▸ EXERCISE TASK:
Find each line in the rows below that contains the word "house", and copy those lines out in full.
-- BEGIN --
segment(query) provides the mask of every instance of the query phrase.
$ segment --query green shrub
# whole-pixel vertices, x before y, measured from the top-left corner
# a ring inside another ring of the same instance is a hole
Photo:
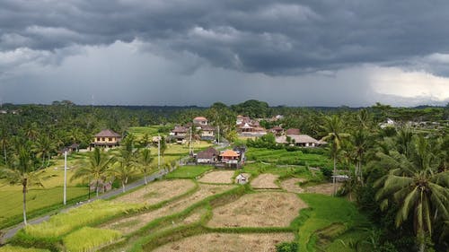
[[[276,245],[277,252],[296,252],[298,251],[298,244],[296,242],[282,242]]]
[[[64,238],[66,249],[70,252],[92,251],[119,239],[119,231],[84,227]]]

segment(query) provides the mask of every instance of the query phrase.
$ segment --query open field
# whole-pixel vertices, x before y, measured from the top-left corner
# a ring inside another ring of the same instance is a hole
[[[16,246],[6,245],[0,247],[0,252],[50,252],[48,249],[39,249],[39,248],[26,248]]]
[[[20,222],[22,220],[22,193],[19,187],[0,189],[0,227]],[[87,198],[87,187],[67,187],[67,200]],[[63,206],[63,188],[30,189],[27,193],[27,213],[42,212],[45,208]]]
[[[330,160],[321,153],[303,153],[286,150],[251,148],[246,152],[249,161],[262,161],[278,165],[302,165],[310,167],[330,167]]]
[[[281,187],[290,193],[301,194],[304,192],[304,189],[299,187],[298,183],[304,181],[304,178],[291,178],[281,181]]]
[[[210,196],[223,193],[233,187],[234,186],[225,186],[225,185],[215,186],[208,184],[200,184],[199,189],[191,196],[189,196],[180,200],[176,200],[172,203],[169,203],[167,205],[156,209],[154,211],[143,213],[116,222],[110,222],[105,225],[102,225],[101,228],[117,230],[121,231],[122,233],[129,233],[142,228],[148,222],[157,218],[176,213],[178,212],[186,209],[189,205],[192,205],[193,204],[199,202]],[[127,224],[127,223],[132,223],[132,224]]]
[[[206,173],[199,182],[204,183],[217,183],[217,184],[231,184],[233,183],[233,170],[216,170]]]
[[[357,211],[356,205],[344,198],[317,194],[300,194],[299,196],[311,207],[300,213],[300,251],[315,250],[319,231],[326,232],[327,230],[330,239],[337,239],[348,230],[368,224],[365,216]]]
[[[288,227],[307,207],[290,193],[254,193],[213,210],[209,227]]]
[[[275,183],[278,178],[279,176],[270,173],[260,174],[252,179],[251,185],[254,189],[278,189],[279,186]]]
[[[170,252],[250,252],[272,251],[275,245],[283,241],[293,240],[292,233],[253,233],[253,234],[227,234],[208,233],[183,239],[180,241],[169,243],[154,251]]]
[[[214,169],[210,165],[186,165],[175,169],[173,172],[167,174],[167,178],[195,178],[206,171]]]
[[[163,180],[149,183],[145,187],[119,196],[113,201],[121,203],[139,203],[146,205],[154,204],[172,197],[179,196],[195,187],[195,183],[189,179]]]
[[[341,187],[341,183],[337,183],[336,188],[337,191]],[[326,196],[331,196],[334,193],[334,186],[332,183],[324,183],[319,184],[316,186],[306,187],[304,187],[305,192],[311,194],[321,194]]]
[[[116,230],[84,227],[63,239],[64,246],[70,252],[92,251],[120,238]]]

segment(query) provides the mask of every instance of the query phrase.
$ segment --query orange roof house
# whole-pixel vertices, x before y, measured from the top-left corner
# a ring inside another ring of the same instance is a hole
[[[110,129],[104,129],[93,136],[93,142],[91,145],[93,145],[94,147],[114,147],[119,146],[120,141],[121,135],[119,134],[117,134]]]

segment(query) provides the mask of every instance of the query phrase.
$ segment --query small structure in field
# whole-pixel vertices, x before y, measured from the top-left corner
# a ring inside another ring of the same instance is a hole
[[[237,182],[237,184],[244,185],[248,183],[248,178],[246,178],[243,174],[241,173],[239,174],[239,176],[235,178],[235,181]]]
[[[110,129],[101,130],[93,137],[93,142],[91,147],[116,147],[119,146],[121,141],[121,135],[113,132]]]
[[[207,118],[204,117],[196,117],[195,118],[193,118],[193,124],[196,126],[207,126]]]
[[[218,160],[220,152],[215,148],[210,147],[197,154],[197,163],[215,163]]]
[[[174,126],[174,129],[170,133],[170,136],[172,139],[175,139],[177,143],[183,144],[186,143],[187,128],[180,126]]]

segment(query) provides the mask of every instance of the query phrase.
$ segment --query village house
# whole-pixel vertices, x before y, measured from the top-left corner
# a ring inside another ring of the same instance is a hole
[[[207,118],[204,117],[197,117],[193,118],[193,124],[196,126],[207,126]]]
[[[216,163],[220,152],[215,148],[210,147],[197,154],[197,163]]]
[[[239,174],[237,177],[235,177],[235,182],[240,185],[244,185],[248,183],[248,178],[246,178],[243,174]]]
[[[275,135],[284,135],[284,129],[280,126],[277,126],[270,128],[269,132],[274,134]]]
[[[224,163],[227,167],[239,168],[240,167],[240,154],[233,150],[226,150],[220,153],[220,161]]]
[[[199,134],[200,139],[205,141],[212,141],[216,139],[216,128],[214,126],[206,125],[201,126],[201,132]]]
[[[93,142],[91,143],[91,147],[116,147],[119,145],[120,141],[120,135],[110,129],[104,129],[93,136]]]

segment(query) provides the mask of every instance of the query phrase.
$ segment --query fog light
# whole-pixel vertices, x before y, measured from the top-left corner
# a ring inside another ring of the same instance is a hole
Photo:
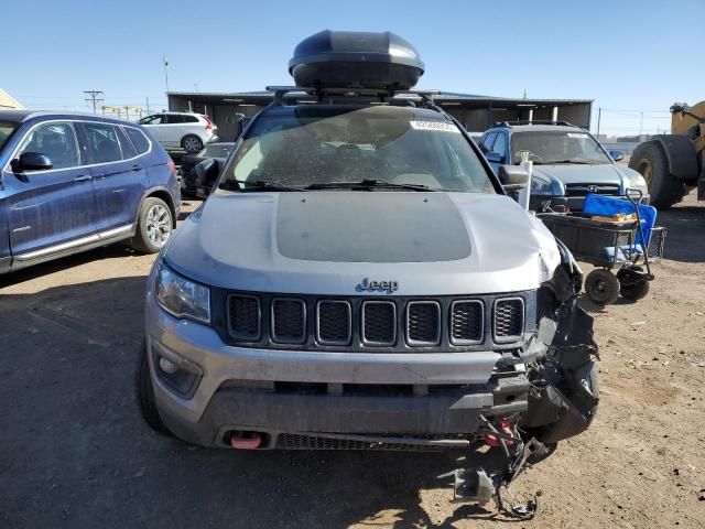
[[[180,397],[193,397],[203,377],[203,369],[195,363],[152,343],[154,375]]]
[[[178,366],[174,364],[169,358],[164,358],[163,356],[159,359],[159,368],[164,371],[166,375],[173,375],[178,369]]]

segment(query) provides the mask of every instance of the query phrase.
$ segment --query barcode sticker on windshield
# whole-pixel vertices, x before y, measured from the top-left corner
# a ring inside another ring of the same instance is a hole
[[[445,121],[410,121],[410,123],[411,128],[416,130],[438,130],[441,132],[460,133],[455,125]]]

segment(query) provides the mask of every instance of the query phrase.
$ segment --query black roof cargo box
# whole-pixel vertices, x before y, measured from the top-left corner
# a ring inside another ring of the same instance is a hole
[[[405,90],[423,75],[419,52],[390,33],[325,30],[304,39],[289,62],[296,86]]]

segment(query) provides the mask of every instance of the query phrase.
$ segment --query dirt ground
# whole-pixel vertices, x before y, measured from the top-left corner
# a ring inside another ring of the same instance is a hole
[[[193,204],[192,204],[193,207]],[[705,527],[705,207],[660,214],[651,294],[600,309],[601,402],[512,492],[453,505],[455,455],[246,453],[152,433],[133,401],[153,257],[102,248],[0,278],[0,527]]]

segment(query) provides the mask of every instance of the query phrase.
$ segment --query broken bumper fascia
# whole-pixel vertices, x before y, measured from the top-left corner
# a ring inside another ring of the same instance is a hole
[[[375,354],[234,347],[206,325],[178,320],[148,294],[147,345],[160,414],[176,435],[223,445],[224,429],[265,432],[474,433],[479,417],[527,410],[529,382],[520,369],[497,375],[496,352]],[[155,375],[156,355],[199,373],[188,396]],[[413,387],[404,397],[292,395],[253,391],[247,382],[314,382]],[[238,386],[240,384],[240,386]],[[429,393],[424,388],[440,387]],[[456,387],[445,390],[443,387]],[[459,387],[462,386],[462,387]],[[420,388],[416,391],[416,388]]]

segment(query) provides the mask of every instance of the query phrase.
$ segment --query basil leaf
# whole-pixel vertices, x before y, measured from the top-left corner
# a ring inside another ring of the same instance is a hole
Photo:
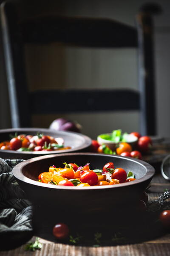
[[[51,144],[51,146],[53,147],[56,147],[56,148],[63,148],[64,145],[59,145],[57,143],[52,143]]]
[[[102,145],[102,147],[103,148],[103,153],[105,154],[113,154],[113,151],[111,149],[110,149],[108,147],[103,144]]]
[[[71,180],[69,180],[72,182],[74,186],[77,186],[77,185],[80,184],[80,183],[82,183],[80,180],[77,180],[76,179],[71,179]]]
[[[22,151],[32,151],[30,148],[20,148],[19,149],[17,150],[17,151],[19,151],[19,152]]]
[[[121,141],[122,130],[114,130],[112,131],[112,140],[115,143],[119,143]]]
[[[133,178],[135,176],[133,173],[132,172],[130,172],[130,171],[129,171],[127,175],[127,179],[130,179],[131,178]]]
[[[93,172],[95,172],[96,174],[101,174],[103,172],[103,171],[102,170],[100,170],[100,169],[96,169],[95,170],[93,170]]]

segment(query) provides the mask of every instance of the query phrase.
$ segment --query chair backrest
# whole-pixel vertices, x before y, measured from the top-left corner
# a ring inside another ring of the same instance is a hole
[[[21,20],[18,18],[14,4],[8,2],[1,4],[0,12],[13,128],[30,127],[30,116],[33,113],[137,110],[140,111],[142,134],[156,135],[153,24],[150,12],[139,12],[136,18],[136,28],[135,28],[107,19],[46,15]],[[54,41],[85,47],[137,47],[139,90],[104,88],[97,91],[65,89],[28,93],[23,46],[26,43],[46,44]],[[75,99],[73,101],[73,96]],[[68,102],[69,107],[63,106],[63,99]],[[77,106],[76,102],[79,99],[84,104]],[[101,101],[102,105],[100,104]],[[105,104],[105,101],[107,104]],[[120,101],[123,104],[119,104]]]

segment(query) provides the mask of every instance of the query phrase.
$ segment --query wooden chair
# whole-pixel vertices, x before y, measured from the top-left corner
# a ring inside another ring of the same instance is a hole
[[[156,7],[155,9],[156,11]],[[141,10],[137,15],[136,27],[133,27],[103,18],[46,15],[21,20],[14,3],[1,4],[2,37],[13,128],[30,127],[30,116],[33,113],[137,110],[140,112],[142,134],[156,135],[153,9],[151,8],[150,11],[149,8]],[[26,43],[46,44],[51,42],[86,47],[137,48],[139,90],[114,88],[97,91],[56,89],[29,94],[23,60],[23,46]],[[75,99],[74,102],[71,100],[73,96]],[[69,108],[62,104],[63,98]],[[84,104],[79,104],[77,107],[75,102],[78,102],[80,99]],[[104,99],[107,104],[103,102]],[[45,105],[43,104],[45,100]],[[102,100],[102,105],[100,104]],[[120,100],[123,105],[119,104]]]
-- END --
▸ EXERCISE OUTPUT:
$ segment --query orange roof house
$ segment --query village house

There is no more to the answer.